Extract every line in the items below that contains the string "wooden", and reproduce each one in full.

RECORDS FOR THIS EXERCISE

--

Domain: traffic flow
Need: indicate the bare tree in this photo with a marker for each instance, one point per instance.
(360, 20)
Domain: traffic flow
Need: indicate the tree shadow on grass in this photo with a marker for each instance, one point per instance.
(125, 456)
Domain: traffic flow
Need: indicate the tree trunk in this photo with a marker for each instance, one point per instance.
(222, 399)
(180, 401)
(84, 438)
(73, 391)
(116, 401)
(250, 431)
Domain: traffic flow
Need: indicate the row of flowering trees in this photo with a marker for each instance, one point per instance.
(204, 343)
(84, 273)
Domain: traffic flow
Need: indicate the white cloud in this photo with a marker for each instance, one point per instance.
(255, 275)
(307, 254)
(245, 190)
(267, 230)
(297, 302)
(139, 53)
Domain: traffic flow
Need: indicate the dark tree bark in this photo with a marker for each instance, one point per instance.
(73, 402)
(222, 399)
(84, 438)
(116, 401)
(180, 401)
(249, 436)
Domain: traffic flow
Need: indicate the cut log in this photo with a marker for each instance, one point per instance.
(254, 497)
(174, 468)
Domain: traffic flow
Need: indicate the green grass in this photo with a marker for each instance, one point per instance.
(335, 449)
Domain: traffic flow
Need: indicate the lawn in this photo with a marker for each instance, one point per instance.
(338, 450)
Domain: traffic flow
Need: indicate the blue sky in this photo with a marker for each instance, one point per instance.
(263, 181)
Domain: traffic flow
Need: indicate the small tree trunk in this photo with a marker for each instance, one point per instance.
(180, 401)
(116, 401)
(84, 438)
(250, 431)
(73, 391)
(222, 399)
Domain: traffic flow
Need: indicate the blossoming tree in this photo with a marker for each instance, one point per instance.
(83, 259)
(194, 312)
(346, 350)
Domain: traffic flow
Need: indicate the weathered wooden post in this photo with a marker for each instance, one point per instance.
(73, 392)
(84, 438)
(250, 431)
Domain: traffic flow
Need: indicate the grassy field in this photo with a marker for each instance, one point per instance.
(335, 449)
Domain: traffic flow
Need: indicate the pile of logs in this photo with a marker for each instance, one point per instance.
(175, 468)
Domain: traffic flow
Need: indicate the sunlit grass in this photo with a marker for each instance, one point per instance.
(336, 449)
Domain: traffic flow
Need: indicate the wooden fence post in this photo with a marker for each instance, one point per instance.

--

RESULT FOR THIS EXERCISE
Need: indicate the weathered wooden post in this photo with a marker for each instance, one point per instance.
Need: indicate the wooden fence post in this photo with a marker for each instance, one point per instance.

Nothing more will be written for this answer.